• **Task item**
Copying each record below exactly is the whole task.

== == ==

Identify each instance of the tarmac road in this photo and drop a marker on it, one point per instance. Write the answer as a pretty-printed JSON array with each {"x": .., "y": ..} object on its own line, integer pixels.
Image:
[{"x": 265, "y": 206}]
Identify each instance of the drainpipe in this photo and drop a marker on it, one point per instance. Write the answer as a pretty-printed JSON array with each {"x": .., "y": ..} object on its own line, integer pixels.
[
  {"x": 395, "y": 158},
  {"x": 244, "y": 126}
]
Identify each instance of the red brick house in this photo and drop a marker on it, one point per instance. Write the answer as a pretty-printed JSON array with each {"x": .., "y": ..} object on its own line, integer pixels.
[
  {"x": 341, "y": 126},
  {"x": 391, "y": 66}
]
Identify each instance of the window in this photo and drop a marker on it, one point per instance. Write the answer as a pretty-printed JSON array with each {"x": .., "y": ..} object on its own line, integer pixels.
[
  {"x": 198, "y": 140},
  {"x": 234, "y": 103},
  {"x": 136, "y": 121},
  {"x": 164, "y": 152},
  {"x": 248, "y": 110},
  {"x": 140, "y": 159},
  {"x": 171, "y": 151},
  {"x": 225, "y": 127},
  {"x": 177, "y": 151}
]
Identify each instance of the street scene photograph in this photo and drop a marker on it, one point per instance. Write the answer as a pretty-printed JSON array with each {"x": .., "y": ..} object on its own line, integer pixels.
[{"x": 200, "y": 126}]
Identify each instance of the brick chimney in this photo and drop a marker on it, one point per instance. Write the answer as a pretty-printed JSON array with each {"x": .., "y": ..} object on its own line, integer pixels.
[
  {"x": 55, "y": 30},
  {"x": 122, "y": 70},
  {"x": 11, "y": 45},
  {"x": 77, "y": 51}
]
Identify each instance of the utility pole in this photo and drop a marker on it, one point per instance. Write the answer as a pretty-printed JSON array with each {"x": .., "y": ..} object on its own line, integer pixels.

== == ==

• **Written answer**
Identify each instance of the tarmac road in this photo and drop a marker on it, one point per instance. Write the answer as a pretty-printed JSON array with each {"x": .., "y": ..} object on its own line, integer pixels.
Image:
[{"x": 265, "y": 206}]
Identify each instance of the drainpipe in this photo and drop a marker on it, one point per instance. Write the answer as a pretty-printed JSON array with each {"x": .., "y": ..} object on its own line, integer pixels.
[
  {"x": 395, "y": 158},
  {"x": 244, "y": 126}
]
Identify each instance of the red brick house in this photo and drop a marker on it, one point per instance. Write the answer as a pretty-printed JSON array with each {"x": .., "y": ..} object on its own line, integer pixels.
[
  {"x": 341, "y": 126},
  {"x": 391, "y": 66}
]
Identify each instance of the window in this photo and drop a marker on it, one point per instance. Write the answer as a pretty-printed JSON array with each {"x": .., "y": ..} object on its own line, integer pixels.
[
  {"x": 198, "y": 140},
  {"x": 234, "y": 103},
  {"x": 136, "y": 121},
  {"x": 164, "y": 152},
  {"x": 248, "y": 110},
  {"x": 140, "y": 159},
  {"x": 171, "y": 151},
  {"x": 225, "y": 127},
  {"x": 177, "y": 151}
]
Identify each instance of the street scene photograph in this photo and drop a marker on it, one point per instance. Write the answer as a pretty-printed JSON array with each {"x": .., "y": ..} object on its own line, integer pixels.
[{"x": 200, "y": 126}]
Identify each instance of the brick chimney in this photo and drop a marker on it, one point per instance. Write the answer as a pretty-printed JSON array with each {"x": .., "y": ..} object on its own line, integer pixels.
[
  {"x": 55, "y": 30},
  {"x": 122, "y": 70},
  {"x": 11, "y": 45},
  {"x": 77, "y": 51}
]
Identify each instance of the utility pole in this photo and drop a marker on it, one point per instance. Write the answer as a pretty-printed JSON array with each {"x": .., "y": ..} object on its own line, integer pixels.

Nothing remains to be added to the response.